§ WHAT TO DO
What is needed is an exact transcription of every entry below, with the pictures left out.

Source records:

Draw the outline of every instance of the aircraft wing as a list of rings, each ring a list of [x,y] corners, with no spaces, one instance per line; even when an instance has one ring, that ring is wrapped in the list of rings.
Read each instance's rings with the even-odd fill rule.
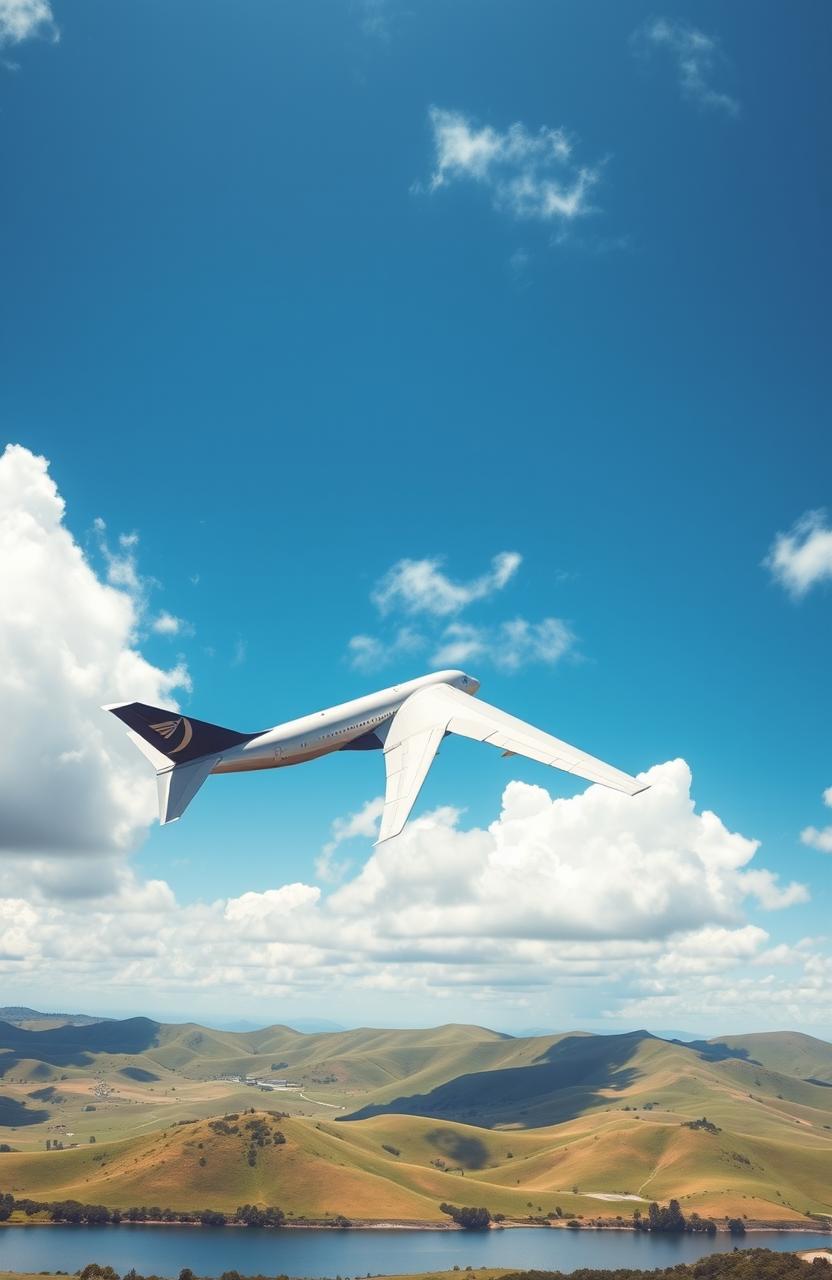
[[[398,835],[407,822],[442,738],[457,733],[499,747],[504,755],[527,756],[587,782],[638,795],[648,784],[561,742],[534,725],[507,715],[447,684],[412,693],[390,722],[384,746],[387,791],[377,843]]]

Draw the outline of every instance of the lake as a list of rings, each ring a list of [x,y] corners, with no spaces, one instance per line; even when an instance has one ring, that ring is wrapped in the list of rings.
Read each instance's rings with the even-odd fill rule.
[[[88,1262],[121,1273],[177,1276],[223,1271],[244,1275],[366,1276],[460,1267],[666,1267],[708,1253],[740,1248],[829,1248],[832,1235],[797,1231],[749,1232],[743,1239],[651,1236],[634,1231],[570,1231],[514,1227],[503,1231],[268,1231],[251,1227],[0,1228],[0,1271],[76,1271]]]

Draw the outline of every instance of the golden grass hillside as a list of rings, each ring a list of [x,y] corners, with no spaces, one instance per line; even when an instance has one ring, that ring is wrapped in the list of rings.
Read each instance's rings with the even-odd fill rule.
[[[251,1129],[270,1140],[252,1149]],[[282,1134],[284,1141],[275,1141]],[[686,1211],[769,1221],[832,1213],[832,1146],[684,1127],[678,1116],[614,1110],[506,1132],[424,1117],[339,1124],[250,1113],[145,1137],[0,1162],[18,1198],[111,1208],[233,1210],[277,1205],[298,1217],[443,1221],[439,1204],[484,1204],[523,1218],[630,1216],[651,1199]]]
[[[297,1089],[221,1078],[218,1063],[243,1047],[259,1061],[264,1045]],[[443,1200],[511,1217],[629,1216],[670,1197],[716,1216],[832,1214],[832,1047],[792,1033],[688,1045],[131,1019],[0,1028],[0,1072],[0,1143],[13,1148],[0,1190],[18,1197],[421,1221],[440,1220]],[[252,1105],[291,1113],[258,1112],[285,1142],[253,1163]],[[216,1122],[225,1112],[239,1114],[236,1132]]]

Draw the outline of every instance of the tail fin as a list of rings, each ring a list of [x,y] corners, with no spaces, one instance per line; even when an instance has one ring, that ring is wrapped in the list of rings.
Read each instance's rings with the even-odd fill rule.
[[[103,707],[127,725],[127,736],[156,770],[159,821],[181,818],[222,752],[250,742],[256,733],[236,733],[178,711],[144,702],[116,702]]]
[[[118,716],[128,729],[138,734],[153,748],[151,760],[162,755],[171,764],[189,764],[201,756],[216,755],[241,742],[250,742],[256,733],[235,733],[222,729],[206,720],[194,720],[178,711],[165,711],[162,707],[149,707],[144,702],[114,702],[103,711]],[[145,752],[150,755],[150,752]],[[154,761],[155,762],[155,761]],[[158,766],[157,766],[158,767]]]

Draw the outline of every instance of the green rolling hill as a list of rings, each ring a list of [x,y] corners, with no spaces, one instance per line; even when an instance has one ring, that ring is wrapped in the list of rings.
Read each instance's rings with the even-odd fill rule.
[[[254,1165],[241,1133],[212,1123],[238,1113],[239,1129],[251,1107],[284,1113],[263,1114],[286,1139]],[[120,1208],[436,1221],[442,1200],[593,1217],[675,1196],[797,1220],[832,1215],[832,1046],[791,1032],[0,1023],[0,1144],[0,1190]]]

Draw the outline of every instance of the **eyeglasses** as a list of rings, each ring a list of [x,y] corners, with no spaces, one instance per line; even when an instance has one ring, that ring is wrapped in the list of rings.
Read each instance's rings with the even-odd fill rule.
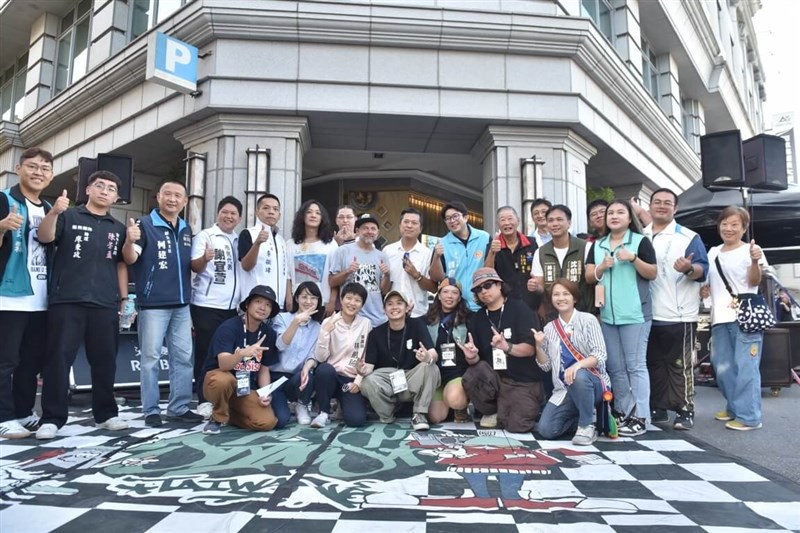
[[[454,214],[450,215],[449,217],[444,217],[444,221],[449,224],[450,222],[455,222],[456,220],[458,220],[460,218],[461,218],[461,213],[454,213]]]
[[[50,174],[53,171],[53,167],[37,165],[35,163],[25,163],[22,166],[27,168],[30,172],[41,172],[42,174]]]
[[[496,281],[484,281],[483,283],[481,283],[480,285],[478,285],[477,287],[472,289],[472,292],[474,292],[475,294],[478,294],[479,292],[482,292],[482,291],[488,291],[489,289],[494,287],[496,284],[497,284]]]
[[[314,296],[313,294],[301,294],[297,297],[297,299],[305,302],[316,302],[319,300],[319,296]]]
[[[531,211],[531,214],[535,217],[543,217],[547,215],[547,209],[537,209],[535,211]]]
[[[117,187],[115,185],[106,185],[105,183],[100,183],[96,181],[92,184],[92,187],[97,189],[98,191],[105,191],[108,194],[117,194]]]
[[[650,205],[655,205],[655,206],[663,205],[664,207],[672,207],[673,205],[675,205],[675,202],[673,202],[671,200],[663,200],[663,201],[662,200],[653,200],[652,202],[650,202]]]
[[[356,217],[354,215],[336,215],[336,218],[337,218],[337,220],[338,219],[341,219],[341,220],[353,220]]]
[[[596,211],[592,211],[591,213],[589,213],[589,218],[603,217],[605,215],[606,215],[606,210],[605,210],[605,208],[603,208],[603,209],[598,209]]]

§ TASK SOLUTION
Draw the outline of every instance of the aircraft wing as a list of rings, each ring a list of [x,y] corners, with no spaces, one instance per line; even when an instance has one ring, that ring is wrapped in the list of rings.
Read each instance's rings with the even-odd fill rule.
[[[398,835],[407,822],[442,738],[457,733],[499,747],[504,755],[527,756],[587,782],[638,795],[648,784],[561,742],[534,725],[507,715],[447,684],[412,693],[390,722],[384,746],[387,791],[377,843]]]

Draw the outline of every instance of the lake as a list of rings, each ring a list of [x,y] corners, with no spaces, one instance per line; even when an instance has one ring, that ring is wrapped in the list of rings.
Read each instance's rings with the even-odd fill rule.
[[[88,1262],[121,1273],[177,1276],[223,1271],[244,1275],[366,1276],[460,1267],[666,1267],[708,1253],[740,1248],[829,1248],[832,1235],[797,1231],[749,1232],[743,1239],[651,1236],[634,1231],[570,1231],[514,1227],[503,1231],[268,1231],[251,1227],[0,1228],[0,1271],[76,1271]]]

Draw the outline of every instance of the golden grass hillside as a list of rings, each ring a list of [x,y] corners, with no spaces, one instance per line; even when an instance has one ring, that ring is wrapped in the list of rings.
Read each instance's rings with the even-odd fill rule.
[[[251,1129],[270,1140],[252,1149]],[[282,1134],[284,1141],[275,1141]],[[686,1211],[769,1221],[832,1213],[832,1146],[684,1127],[678,1116],[614,1110],[506,1132],[424,1117],[339,1124],[250,1113],[145,1137],[0,1162],[18,1198],[111,1208],[233,1210],[277,1205],[298,1217],[443,1221],[439,1204],[484,1204],[523,1218],[630,1216],[651,1199]]]
[[[297,1089],[221,1078],[218,1063],[243,1047],[259,1061],[264,1045]],[[443,1200],[511,1217],[629,1216],[670,1197],[716,1216],[832,1214],[832,1047],[792,1033],[688,1045],[131,1019],[0,1028],[0,1072],[0,1143],[13,1148],[0,1190],[18,1197],[421,1221],[440,1220]],[[252,1105],[291,1113],[258,1112],[285,1142],[253,1163]],[[216,1122],[225,1112],[239,1114],[236,1132]]]

Draw the outline of every instance of the tail fin as a list of rings, each ring a list of [x,y] corners, with no spaces, one instance per line; even when an instance has one ring, that ring is wrapped in the list of rings.
Read each instance's rings with the even-odd fill rule.
[[[103,707],[127,725],[127,736],[156,770],[159,821],[181,818],[222,752],[250,742],[256,733],[236,733],[178,711],[144,702],[116,702]]]
[[[118,716],[128,729],[138,734],[153,748],[151,760],[162,755],[171,764],[189,764],[201,756],[216,755],[241,742],[250,742],[256,733],[235,733],[222,729],[206,720],[194,720],[178,711],[165,711],[162,707],[149,707],[144,702],[114,702],[103,711]],[[145,752],[150,755],[150,752]],[[154,761],[155,762],[155,761]],[[158,766],[157,766],[158,767]]]

Draw the outline of every instance of the green rolling hill as a list of rings, each ring a list of [x,y] corners, with no spaces, one instance per line; even when an instance has one ring, that ring is wrapped in the list of rings.
Read each instance's rings with the even-odd fill rule.
[[[254,1165],[241,1133],[212,1123],[238,1113],[239,1129],[251,1107],[284,1113],[263,1114],[286,1139]],[[120,1208],[436,1221],[442,1200],[593,1217],[675,1196],[797,1220],[832,1215],[832,1046],[791,1032],[0,1023],[0,1144],[0,1190]]]

Draw the outline of every instance of the **eyeglasses** as a list of rings, each ring a list of [x,y] corners, with no spaces, one instance per line; even when an instance has one ring, that ring is wrapped in the list of rings.
Read each instance's rings with the even-odd fill rule.
[[[454,214],[450,215],[449,217],[444,217],[444,221],[449,224],[450,222],[455,222],[456,220],[458,220],[460,218],[461,218],[461,213],[454,213]]]
[[[50,174],[53,171],[53,167],[37,165],[35,163],[25,163],[22,166],[27,168],[30,172],[41,172],[42,174]]]
[[[496,281],[484,281],[483,283],[481,283],[480,285],[478,285],[477,287],[472,289],[472,292],[474,292],[475,294],[478,294],[479,292],[482,292],[482,291],[488,291],[489,289],[494,287],[496,284],[497,284]]]
[[[314,296],[313,294],[301,294],[297,297],[297,299],[305,302],[316,302],[319,300],[319,296]]]
[[[531,211],[531,214],[535,217],[543,217],[547,215],[547,209],[537,209],[535,211]]]
[[[117,187],[115,185],[106,185],[105,183],[100,183],[96,181],[92,184],[92,187],[97,189],[98,191],[105,191],[108,194],[117,194]]]
[[[650,205],[655,205],[655,206],[663,205],[664,207],[672,207],[673,205],[675,205],[675,202],[673,202],[671,200],[663,200],[663,201],[662,200],[653,200],[652,202],[650,202]]]
[[[356,217],[354,215],[336,215],[336,218],[337,218],[337,220],[338,219],[341,219],[341,220],[353,220]]]
[[[596,211],[592,211],[591,213],[589,213],[589,218],[603,217],[605,215],[606,215],[606,210],[605,210],[605,208],[603,208],[603,209],[598,209]]]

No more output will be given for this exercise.